*** RECORD EXTRACTS ***
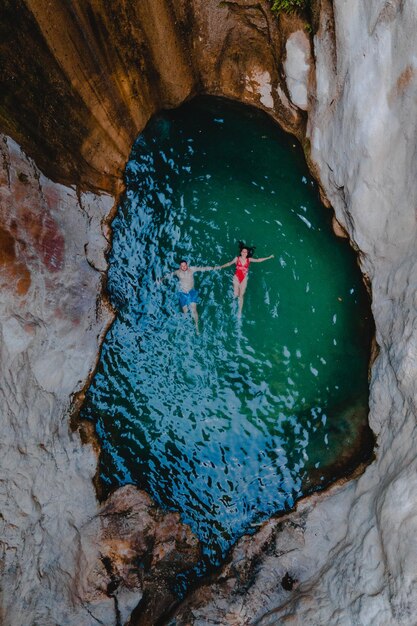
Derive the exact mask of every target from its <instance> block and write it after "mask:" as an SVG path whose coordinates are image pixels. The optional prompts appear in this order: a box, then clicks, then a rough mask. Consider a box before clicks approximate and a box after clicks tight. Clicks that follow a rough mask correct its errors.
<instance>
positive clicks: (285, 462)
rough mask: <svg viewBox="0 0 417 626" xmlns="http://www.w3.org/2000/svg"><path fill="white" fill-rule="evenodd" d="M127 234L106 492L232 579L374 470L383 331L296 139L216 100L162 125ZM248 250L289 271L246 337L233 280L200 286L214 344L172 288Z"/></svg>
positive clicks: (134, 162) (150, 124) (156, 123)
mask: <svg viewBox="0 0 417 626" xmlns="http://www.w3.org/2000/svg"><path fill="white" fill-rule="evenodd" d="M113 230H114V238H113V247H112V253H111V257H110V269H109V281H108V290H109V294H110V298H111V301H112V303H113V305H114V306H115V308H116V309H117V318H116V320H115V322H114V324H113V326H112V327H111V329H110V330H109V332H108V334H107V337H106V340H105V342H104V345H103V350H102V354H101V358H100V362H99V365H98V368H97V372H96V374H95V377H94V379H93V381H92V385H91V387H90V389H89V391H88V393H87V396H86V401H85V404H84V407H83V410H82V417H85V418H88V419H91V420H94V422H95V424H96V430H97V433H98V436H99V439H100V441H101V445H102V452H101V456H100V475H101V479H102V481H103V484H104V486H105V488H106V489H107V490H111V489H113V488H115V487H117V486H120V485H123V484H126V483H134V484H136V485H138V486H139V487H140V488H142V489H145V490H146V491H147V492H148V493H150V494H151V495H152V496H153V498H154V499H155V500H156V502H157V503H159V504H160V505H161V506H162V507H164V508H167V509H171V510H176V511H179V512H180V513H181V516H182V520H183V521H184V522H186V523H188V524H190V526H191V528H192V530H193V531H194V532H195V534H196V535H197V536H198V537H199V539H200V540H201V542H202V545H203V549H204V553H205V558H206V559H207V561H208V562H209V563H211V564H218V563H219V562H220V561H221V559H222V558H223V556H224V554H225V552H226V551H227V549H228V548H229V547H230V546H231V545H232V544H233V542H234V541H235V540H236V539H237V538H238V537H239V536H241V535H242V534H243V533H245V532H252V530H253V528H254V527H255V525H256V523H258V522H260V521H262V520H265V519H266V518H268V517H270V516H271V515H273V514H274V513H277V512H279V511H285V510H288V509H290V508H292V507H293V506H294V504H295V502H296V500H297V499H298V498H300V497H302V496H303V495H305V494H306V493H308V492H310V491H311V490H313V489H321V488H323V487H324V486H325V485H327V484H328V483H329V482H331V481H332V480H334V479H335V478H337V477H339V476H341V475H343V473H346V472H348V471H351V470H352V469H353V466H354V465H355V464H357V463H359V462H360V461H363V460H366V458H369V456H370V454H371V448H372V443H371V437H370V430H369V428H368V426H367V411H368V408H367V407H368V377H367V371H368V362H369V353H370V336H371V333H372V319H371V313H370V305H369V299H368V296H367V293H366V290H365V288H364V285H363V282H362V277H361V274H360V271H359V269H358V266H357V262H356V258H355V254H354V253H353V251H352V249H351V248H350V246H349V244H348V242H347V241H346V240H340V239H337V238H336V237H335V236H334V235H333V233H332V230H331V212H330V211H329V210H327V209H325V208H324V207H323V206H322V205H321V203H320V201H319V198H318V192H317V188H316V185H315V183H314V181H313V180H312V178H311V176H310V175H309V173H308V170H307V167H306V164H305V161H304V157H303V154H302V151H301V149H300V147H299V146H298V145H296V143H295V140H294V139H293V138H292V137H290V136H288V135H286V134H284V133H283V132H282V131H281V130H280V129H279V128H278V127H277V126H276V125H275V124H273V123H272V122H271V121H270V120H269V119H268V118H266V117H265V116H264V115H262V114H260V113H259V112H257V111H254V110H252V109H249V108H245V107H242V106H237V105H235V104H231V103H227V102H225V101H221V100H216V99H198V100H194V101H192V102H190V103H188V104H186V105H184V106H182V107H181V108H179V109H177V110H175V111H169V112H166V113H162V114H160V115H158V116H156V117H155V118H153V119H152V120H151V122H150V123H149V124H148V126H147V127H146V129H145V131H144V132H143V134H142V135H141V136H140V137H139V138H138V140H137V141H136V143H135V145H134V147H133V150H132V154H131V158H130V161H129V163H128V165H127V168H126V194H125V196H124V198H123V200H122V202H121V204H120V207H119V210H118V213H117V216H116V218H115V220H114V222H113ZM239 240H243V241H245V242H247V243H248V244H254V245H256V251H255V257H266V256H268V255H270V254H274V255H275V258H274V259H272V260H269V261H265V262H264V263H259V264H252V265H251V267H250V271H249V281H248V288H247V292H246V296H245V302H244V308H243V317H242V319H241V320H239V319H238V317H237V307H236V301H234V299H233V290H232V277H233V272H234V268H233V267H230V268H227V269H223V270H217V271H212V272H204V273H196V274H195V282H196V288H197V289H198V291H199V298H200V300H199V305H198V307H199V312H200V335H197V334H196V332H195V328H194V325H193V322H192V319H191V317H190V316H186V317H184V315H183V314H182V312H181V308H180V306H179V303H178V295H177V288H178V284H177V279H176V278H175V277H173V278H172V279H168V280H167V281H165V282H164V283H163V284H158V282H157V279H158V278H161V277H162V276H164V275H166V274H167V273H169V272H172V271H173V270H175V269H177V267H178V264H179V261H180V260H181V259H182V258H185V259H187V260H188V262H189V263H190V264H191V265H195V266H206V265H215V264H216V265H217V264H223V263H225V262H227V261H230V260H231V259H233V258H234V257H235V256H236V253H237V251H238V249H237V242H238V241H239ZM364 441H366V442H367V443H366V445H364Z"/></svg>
*** End of RECORD EXTRACTS ***
__PROBLEM REQUIREMENTS__. The result should be every line that contains "instance", copied from the entries.

__FINISHED TASK__.
Derive the exact mask of every target from its <instance> block and write it after "mask:" as an SVG path whose coordinates are image pixels. The optional prompts appear in this order: a box, then clicks, then a rough mask. Consider a box before clicks approximate and a box after clicks tight. Clicks that follow a rough mask correct its errors.
<instance>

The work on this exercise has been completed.